Pointing dataset records:
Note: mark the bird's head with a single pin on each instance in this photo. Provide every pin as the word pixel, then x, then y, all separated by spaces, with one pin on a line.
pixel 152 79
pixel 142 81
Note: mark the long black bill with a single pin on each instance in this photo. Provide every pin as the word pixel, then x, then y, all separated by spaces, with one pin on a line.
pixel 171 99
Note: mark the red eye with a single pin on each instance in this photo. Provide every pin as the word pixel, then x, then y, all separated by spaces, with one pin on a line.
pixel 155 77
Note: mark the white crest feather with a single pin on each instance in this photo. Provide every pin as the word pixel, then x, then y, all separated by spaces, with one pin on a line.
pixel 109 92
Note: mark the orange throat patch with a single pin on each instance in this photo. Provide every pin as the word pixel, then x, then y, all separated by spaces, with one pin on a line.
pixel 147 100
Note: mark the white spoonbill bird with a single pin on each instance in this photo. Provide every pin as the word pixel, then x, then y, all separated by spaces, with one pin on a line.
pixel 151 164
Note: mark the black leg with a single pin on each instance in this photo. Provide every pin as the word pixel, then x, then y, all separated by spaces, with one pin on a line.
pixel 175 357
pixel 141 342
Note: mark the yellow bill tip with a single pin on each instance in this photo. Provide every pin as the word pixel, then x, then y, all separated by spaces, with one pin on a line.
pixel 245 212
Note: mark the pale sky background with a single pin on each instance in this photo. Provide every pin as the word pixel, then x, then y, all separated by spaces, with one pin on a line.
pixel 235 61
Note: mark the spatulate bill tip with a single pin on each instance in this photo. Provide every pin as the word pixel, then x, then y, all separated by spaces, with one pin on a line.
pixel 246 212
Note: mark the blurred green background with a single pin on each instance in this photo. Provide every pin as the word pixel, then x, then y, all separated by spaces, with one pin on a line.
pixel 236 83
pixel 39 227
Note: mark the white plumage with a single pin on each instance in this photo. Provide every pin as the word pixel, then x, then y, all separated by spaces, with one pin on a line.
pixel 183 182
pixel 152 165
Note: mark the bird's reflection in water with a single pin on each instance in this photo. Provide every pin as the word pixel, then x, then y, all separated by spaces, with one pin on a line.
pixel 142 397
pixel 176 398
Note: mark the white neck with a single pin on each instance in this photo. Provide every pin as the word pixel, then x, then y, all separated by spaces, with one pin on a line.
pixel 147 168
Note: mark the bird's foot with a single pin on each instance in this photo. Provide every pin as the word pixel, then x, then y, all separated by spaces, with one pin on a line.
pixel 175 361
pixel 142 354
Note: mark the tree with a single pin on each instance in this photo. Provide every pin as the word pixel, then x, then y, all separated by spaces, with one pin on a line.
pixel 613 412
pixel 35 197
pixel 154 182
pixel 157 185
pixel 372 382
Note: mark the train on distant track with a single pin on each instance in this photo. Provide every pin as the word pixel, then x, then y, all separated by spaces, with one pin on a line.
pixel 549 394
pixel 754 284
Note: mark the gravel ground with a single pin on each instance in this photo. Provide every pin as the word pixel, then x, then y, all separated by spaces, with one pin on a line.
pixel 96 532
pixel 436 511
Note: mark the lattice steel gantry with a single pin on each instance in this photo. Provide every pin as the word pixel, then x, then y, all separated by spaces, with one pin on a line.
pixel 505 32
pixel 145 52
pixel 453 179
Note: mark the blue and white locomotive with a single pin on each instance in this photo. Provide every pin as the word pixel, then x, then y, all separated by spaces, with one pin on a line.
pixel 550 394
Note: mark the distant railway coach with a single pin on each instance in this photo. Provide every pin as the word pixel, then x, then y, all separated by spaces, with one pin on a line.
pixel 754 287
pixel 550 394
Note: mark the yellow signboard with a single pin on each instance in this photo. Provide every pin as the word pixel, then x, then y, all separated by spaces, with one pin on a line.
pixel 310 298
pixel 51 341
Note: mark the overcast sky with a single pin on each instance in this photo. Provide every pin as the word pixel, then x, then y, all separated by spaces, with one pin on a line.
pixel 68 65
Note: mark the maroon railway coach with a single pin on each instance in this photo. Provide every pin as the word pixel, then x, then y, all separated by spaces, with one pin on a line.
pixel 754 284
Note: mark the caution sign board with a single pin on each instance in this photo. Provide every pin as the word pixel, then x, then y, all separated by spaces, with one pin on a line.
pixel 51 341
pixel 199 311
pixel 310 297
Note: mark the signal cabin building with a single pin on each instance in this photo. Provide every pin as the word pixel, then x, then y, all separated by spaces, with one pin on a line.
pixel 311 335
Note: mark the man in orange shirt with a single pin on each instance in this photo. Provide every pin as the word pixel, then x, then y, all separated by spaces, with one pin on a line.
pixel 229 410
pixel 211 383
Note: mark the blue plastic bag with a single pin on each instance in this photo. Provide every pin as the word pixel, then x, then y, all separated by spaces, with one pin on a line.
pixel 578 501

Instructions to follow> Rewrite all the records above, replacing each "Note:" with "Task:" and leaving everything else unchanged.

Response to this exercise>
Task: mark the bird's head with a single pin on each instance in this photo. Provide every pin as the word pixel, then x, then y, all separated by spaces, with one pin on a line.
pixel 152 79
pixel 142 81
Task: mark the long black bill with a single pin on each instance in this photo. Provide every pin as the word pixel, then x, then y, all separated by spaces, with one pin on a line.
pixel 171 99
Task: mark the red eye with a single pin on each instance in this photo. Provide every pin as the word pixel, then x, then y, all separated by spaces, with one pin on a line.
pixel 155 77
Task: mark the white crest feather with a single pin on each instance in this photo. Provide every pin as the word pixel, then x, then y, all separated by spaces, with one pin on a line.
pixel 109 92
Task: mark the orange throat patch with a single pin on each instance in this photo. Provide every pin as the word pixel, then x, then y, all separated by spaces, with one pin on a line.
pixel 147 100
Task: mark the white spoonbill bird with a single pin on each instance in this photo. Provide every pin as the word pixel, then x, then y, all separated by spaces, with one pin on a line.
pixel 151 164
Task: mark the black leg with a single pin on each instance in this photo. Provide every pin as the word pixel, then x, then y, all separated by spaces, with one pin on a line.
pixel 175 357
pixel 141 342
Task: mark the yellow bill tip with a single pin on each instance in this photo. Provide every pin as the word pixel, then x, then y, all separated by spaces, with one pin on a line.
pixel 245 212
Task: mark the pale sky background with a single pin on each instance in this photo. Provide every pin as the word pixel, then x, then y, all separated by spaces, with one pin on a line.
pixel 235 61
Task: mark the spatulate bill tip with a single pin on each instance in this photo. Provide every pin as the word pixel, then x, then y, all separated by spaces, with one pin on a line.
pixel 246 212
Task: mark the blurred green background with a single pin on each instance in this photo. Provide every pin as the word pixel, then x, then y, all separated by spaces, with one pin on a line.
pixel 236 83
pixel 39 227
Task: mark the white plumage with a single pin on each instance in this photo. Provide every pin as the word pixel, then x, then y, all separated by spaces, with one pin on a line.
pixel 183 182
pixel 152 165
Task: mark the bird's reflection in water with a single pin on each instance in this photo. Provide every pin as the word pixel, then x, then y, all separated by spaces, with one pin on a line.
pixel 142 397
pixel 176 398
Task: mark the white neck with a single pin on each instance in this photo. Provide every pin as the word pixel, then x, then y, all separated by spaces, with one pin on a line.
pixel 147 168
Task: mark the bird's foot with a single pin on each instance in this photo. Provide every pin as the word pixel, then x, then y, all separated by spaces, with one pin on a line.
pixel 175 361
pixel 142 354
Task: mark the tree with a single pin on each instance in this photo. Provide every pin as the word pixel, then x, then y, all separated by spaces, with one pin on a line.
pixel 613 412
pixel 35 197
pixel 154 182
pixel 157 185
pixel 372 382
Task: mark the train on distant track with a single pin on each instance in this photo. Provide every pin as the word pixel, then x, then y, all separated by spaces, with one pin on a line.
pixel 549 394
pixel 754 284
Task: mark the gravel ground with a single pin on each instance in this photo. Provide every pin as the word pixel, then x, then y, all separated by spaces, with one pin on a line.
pixel 96 532
pixel 436 511
Task: mark the lattice steel gantry with a single pin on each instance in this photo. Provide every pin as the word pixel, then x, then y, all separated by spaces, with one pin on a line.
pixel 505 32
pixel 145 52
pixel 453 179
Task: mark the blue and white locomotive with a single pin on each instance in this photo. Provide every pin as the word pixel, then x, then y, all separated by spaces, with one pin on a line.
pixel 550 394
Task: mark the distant railway coach with a single pin on each instance in this photo. Provide every pin as the word pixel, then x, then y, all separated by spaces, with one pin on a line.
pixel 754 287
pixel 550 394
Task: mark the yellow signboard with a single pin on each instance in this photo. Provide every pin as the word pixel, then x, then y, all separated by spaces, with one pin on a line.
pixel 310 298
pixel 51 341
Task: mark the overcast sky with a single pin on each instance in this photo. Provide every pin as the word pixel, then x, then y, all separated by spaces, with one pin on a line.
pixel 68 65
Task: mark the maroon railway coach with a single pin on each instance in this photo. Provide every pin as the word pixel, then x, then y, all separated by spaces, with one pin on a line.
pixel 754 284
Task: mark the caution sign board with a single pin on each instance in this photo. Provide every pin as the word pixel, then x, then y, all separated by spaces, with one pin on a line.
pixel 51 341
pixel 199 311
pixel 310 297
Task: mark the signal cabin building with a single pin on each instance in this photo. Provide every pin as the word pixel, then x, then y, all separated by spaces, with one pin on a line.
pixel 311 335
Task: mark the man in orange shirt with a single pin on each instance in this photo. Provide every pin as the word pixel, then x, then y, all separated by spaces, with one pin on a line.
pixel 229 410
pixel 211 383
Task: mark the blue plastic bag with a single pin on each instance in this photo. Provide every pin as the word pixel, then x, then y, all separated by spaces, with one pin on a line.
pixel 578 501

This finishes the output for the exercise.